▸ **The problem**
Find each line of the data below that contains the string "knit" and copy it out in full. Matching is case-sensitive.

▸ **Dataset content**
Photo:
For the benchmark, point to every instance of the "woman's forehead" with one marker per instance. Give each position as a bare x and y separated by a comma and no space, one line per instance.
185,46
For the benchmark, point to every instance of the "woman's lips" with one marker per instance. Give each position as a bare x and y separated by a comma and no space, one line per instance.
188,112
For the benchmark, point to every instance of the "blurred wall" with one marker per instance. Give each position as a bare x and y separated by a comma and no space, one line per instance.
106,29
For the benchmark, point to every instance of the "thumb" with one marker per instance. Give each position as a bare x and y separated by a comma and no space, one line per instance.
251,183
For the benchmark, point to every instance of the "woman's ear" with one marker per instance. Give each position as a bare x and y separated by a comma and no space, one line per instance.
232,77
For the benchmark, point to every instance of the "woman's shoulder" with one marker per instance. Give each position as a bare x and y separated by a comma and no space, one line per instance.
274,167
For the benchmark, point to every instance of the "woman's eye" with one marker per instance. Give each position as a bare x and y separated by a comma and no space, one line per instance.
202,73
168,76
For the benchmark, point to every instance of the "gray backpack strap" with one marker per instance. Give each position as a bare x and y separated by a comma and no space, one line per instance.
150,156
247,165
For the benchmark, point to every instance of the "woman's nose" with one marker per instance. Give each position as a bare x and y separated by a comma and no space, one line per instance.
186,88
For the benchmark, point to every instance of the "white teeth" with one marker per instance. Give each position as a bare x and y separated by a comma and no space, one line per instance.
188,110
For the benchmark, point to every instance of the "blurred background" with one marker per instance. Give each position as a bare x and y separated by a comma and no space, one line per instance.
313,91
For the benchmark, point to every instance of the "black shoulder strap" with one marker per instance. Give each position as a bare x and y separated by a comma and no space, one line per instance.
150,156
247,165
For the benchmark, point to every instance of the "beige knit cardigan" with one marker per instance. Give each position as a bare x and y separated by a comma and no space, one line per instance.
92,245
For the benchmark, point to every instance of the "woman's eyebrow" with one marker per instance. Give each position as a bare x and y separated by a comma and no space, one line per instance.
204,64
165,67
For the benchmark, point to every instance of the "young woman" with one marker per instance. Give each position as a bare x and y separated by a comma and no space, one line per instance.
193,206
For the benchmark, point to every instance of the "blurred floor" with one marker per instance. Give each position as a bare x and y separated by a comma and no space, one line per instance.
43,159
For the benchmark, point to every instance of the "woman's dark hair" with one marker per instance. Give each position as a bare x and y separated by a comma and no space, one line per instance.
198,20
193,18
---
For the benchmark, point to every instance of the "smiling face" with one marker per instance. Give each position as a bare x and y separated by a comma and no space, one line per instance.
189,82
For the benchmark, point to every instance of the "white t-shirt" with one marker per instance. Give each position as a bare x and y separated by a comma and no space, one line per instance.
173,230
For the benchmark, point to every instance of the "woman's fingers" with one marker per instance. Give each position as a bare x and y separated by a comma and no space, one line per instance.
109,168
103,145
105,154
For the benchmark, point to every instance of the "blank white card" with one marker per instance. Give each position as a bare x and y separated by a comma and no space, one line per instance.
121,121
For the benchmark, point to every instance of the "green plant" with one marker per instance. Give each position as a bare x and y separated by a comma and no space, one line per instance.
==
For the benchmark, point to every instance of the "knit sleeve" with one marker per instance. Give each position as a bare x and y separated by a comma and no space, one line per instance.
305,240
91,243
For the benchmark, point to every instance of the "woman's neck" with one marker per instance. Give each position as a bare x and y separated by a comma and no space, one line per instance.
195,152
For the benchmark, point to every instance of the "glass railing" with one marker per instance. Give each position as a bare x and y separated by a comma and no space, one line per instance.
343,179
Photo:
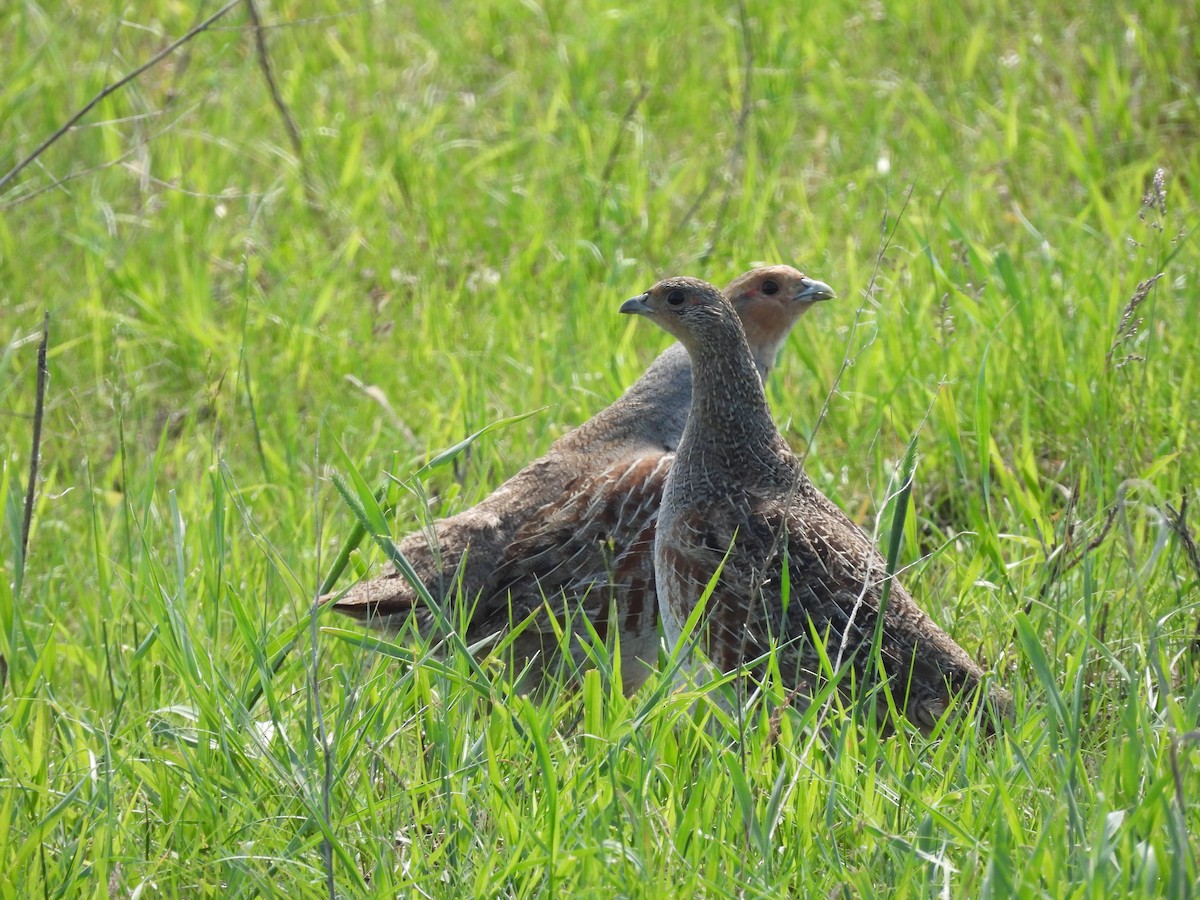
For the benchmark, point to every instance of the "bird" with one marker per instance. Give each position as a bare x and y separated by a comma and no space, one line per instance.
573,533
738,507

▸ **The response**
For the benchmark, point to every instance of the "beige knit cardigan" with one marker per instance. Give each position as a bare x and y separated by a comma and no space, one line per instance.
For the benchmark, point to every instance of the "knit sleeve" with one marker per instance. Give each position as a bare x and y separated by a comma and no space, one line per instance.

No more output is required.